[Passage provided]

Railway line between Brussels and Liège, Belgium

The Belgian railway line 36 is a railway line in Belgium connecting Brussels to Liège. Completed in 1866, the line runs 99.3 km. Trains running between Brussels and Aachen in Germany use the line as far as Liège, and then line 37 between Liège and the German border, the last stop in Belgium being Hergenrath.

Between Schaerbeek and Leuven, the line is 4-track; the outer tracks serve local trains with many stops, while the central tracks carry intercity and high-speed trains; these are called L36N, and branch off after Leuven onto a separate route that mostly follows the E40 motorway towards Liege. The Diabolo project connects L36 to the station under Brussels Airport.

[/Passage provided]
[Stored data]

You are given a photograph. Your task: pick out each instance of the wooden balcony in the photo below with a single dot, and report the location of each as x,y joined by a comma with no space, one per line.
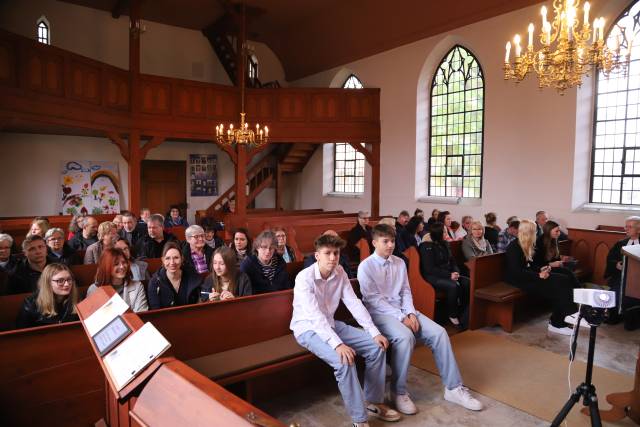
50,90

[/Stored data]

■ **Tasks and exercises**:
• A. Could you copy the passage on Belgian railway line 36, starting at "Between Schaerbeek and" and ending at "under Brussels Airport."?
• B. Can you proceed with the passage on Belgian railway line 36 by writing what comes after its final sentence?

■ **Per-task outputs**:
• A.
Between Schaerbeek and Leuven, the line is 4-track; the outer tracks serve local trains with many stops, while the central tracks carry intercity and high-speed trains; these are called L36N, and branch off after Leuven onto a separate route that mostly follows the E40 motorway towards Liege. The Diabolo project connects L36 to the station under Brussels Airport.

• B.
The following stations are located on the line:
- Diegem
- Zaventem
- Kortenberg
- Erps-Kwerps
- Veltem
- Herent
- Vertrijk
- Tienen
- Ezemaal
- Neerwinden
- Landen
- Waremme
- Bleret
- Remicourt
- Momalle
- Fexhe-le-Haut-Clocher
- Voroux-Goreux
- Bierset-Awans

==Inclined Planes of Liège==
Between Ans and Liège, the railway line has to descend 109 m (358 ft) within less than 8 km (5 mi). This steep incline was initially negotiated with the help of a fixed engine driving an endless rope that was used to haul the trains without the help of a locomotive. After the late 1860s, special banking locomotives were used and the fixed engine was discarded. Another line (line 36A) was built to bypass the incline, but this line is only used by freight trains.

When line 36 was electrified in 1955, most of the trains still needed a banking engine. Currently, some trains are powerful enough to climb the incline without a helper and the rest are provided with two locomotives. The rear engine is no longer removed at Ans in order to save time.